▸ **Task list**:
A. Name every person mentioned by name in the news story about the farewell to Hagg-Sauer Hall.
B. From the news story about the farewell to Hagg-Sauer Hall, transcribe the passage starting with "Farewell to Hagg-Sauer" and going on through "an English professor.".

▸ **Passage given**:
****************************************

Farewell to Hagg-Sauer

By: News Director Larissa Donovan

BEMIDJI– Bemidji State University held a retirement reception for Hagg-Sauer Hall yesterday afternoon.

The ceremony honored the 750 faculty that have had offices in the building in its nearly 50-year history. The ceremony also honored the namesakes of the building, Dr. Harold T. Hagg, hired in 1936 and spent 40 years as a history professor, and Dr. Philip R. Sauer, hired in 1937 as an English professor.

The building was completed in 1970, and has poor handicap accessibility, as well as numerous water issues in the full basement with its close proximity to Lake Bemidji. The basement water seepage has contributed to more than $9 million in deferred maintenance.

Dr. Faith Hensrud spoke on how the upcoming new building has been a plan of the University for nearly twenty years, having been in the University’s improvement plan since the mid-2000s.

The new Hagg-Sauer Hall project, scheduled to begin this summer, received over $22 million from the state legislature last year. The razing of the old 82,000 square foot Hagg-Sauer will take place mid-June to mid-July.

The new, state-of-the-art facility is expected to break ground in mid-August of this year, and is expected to be about 27,700 square feet, to be completed by Fall 2020.

****************************************

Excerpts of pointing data
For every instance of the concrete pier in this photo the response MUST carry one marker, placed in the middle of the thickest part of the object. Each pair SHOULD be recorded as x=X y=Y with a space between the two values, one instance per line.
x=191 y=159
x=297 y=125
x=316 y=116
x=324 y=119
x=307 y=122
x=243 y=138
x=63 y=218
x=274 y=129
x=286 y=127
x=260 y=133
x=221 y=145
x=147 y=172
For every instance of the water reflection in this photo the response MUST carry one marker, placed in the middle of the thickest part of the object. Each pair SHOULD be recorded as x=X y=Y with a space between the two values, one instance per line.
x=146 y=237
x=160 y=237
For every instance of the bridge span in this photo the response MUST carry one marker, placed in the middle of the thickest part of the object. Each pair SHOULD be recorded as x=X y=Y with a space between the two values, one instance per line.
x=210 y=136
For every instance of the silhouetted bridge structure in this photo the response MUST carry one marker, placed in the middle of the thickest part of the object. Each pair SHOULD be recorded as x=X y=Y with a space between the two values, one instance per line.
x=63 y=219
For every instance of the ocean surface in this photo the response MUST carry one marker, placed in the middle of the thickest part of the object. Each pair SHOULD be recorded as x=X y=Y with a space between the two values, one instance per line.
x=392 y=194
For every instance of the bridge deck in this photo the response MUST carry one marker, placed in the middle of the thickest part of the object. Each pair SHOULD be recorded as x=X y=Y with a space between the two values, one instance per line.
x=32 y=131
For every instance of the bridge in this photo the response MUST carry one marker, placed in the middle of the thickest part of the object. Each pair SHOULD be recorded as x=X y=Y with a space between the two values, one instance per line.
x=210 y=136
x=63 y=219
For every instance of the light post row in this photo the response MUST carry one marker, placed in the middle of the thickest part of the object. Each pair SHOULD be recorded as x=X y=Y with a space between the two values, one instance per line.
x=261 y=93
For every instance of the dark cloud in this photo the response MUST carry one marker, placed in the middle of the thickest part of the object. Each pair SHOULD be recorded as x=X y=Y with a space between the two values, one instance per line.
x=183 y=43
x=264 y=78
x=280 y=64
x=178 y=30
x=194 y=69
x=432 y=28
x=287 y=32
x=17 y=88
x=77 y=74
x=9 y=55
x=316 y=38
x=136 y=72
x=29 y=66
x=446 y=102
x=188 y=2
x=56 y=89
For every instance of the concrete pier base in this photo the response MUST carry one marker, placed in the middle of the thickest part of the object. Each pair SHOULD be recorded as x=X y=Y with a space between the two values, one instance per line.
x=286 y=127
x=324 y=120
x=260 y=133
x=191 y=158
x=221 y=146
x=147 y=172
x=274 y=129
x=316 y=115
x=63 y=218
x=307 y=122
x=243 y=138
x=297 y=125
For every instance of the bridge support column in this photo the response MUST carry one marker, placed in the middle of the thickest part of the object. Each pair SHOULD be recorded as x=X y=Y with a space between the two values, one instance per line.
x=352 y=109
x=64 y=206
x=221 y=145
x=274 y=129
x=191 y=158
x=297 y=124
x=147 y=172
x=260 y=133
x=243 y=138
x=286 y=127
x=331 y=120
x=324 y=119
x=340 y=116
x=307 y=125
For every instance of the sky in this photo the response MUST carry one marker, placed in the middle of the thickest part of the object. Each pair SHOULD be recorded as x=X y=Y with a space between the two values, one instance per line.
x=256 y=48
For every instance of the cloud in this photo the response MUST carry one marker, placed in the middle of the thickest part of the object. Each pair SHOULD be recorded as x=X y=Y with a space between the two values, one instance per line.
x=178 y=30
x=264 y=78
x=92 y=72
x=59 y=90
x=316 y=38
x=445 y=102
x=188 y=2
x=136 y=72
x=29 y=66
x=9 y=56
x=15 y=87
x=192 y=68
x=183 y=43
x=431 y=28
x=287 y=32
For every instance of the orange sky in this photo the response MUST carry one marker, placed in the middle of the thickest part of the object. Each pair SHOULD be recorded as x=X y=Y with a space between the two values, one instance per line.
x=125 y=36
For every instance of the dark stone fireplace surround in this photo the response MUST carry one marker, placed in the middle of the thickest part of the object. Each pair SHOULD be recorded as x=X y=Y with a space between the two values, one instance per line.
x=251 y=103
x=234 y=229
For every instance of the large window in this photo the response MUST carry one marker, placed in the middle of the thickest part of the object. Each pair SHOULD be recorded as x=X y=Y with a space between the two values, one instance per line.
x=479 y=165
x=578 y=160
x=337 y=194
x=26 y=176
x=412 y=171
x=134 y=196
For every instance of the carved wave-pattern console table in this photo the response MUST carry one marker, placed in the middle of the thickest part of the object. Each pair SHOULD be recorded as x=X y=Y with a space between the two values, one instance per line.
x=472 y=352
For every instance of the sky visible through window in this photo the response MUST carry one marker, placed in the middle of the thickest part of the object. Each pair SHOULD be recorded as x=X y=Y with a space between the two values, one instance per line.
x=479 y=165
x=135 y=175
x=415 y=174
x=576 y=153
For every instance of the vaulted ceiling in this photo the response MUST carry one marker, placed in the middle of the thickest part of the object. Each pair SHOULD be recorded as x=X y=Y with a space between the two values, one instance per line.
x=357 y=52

****************************************

▸ **Written answers**:
A. Larissa Donovan, Harold T. Hagg, Philip R. Sauer, Faith Hensrud

B.
Farewell to Hagg-Sauer

By: News Director Larissa Donovan

BEMIDJI– Bemidji State University held a retirement reception for Hagg-Sauer Hall yesterday afternoon.

The ceremony honored the 750 faculty that have had offices in the building in its nearly 50-year history. The ceremony also honored the namesakes of the building, Dr. Harold T. Hagg, hired in 1936 and spent 40 years as a history professor, and Dr. Philip R. Sauer, hired in 1937 as an English professor.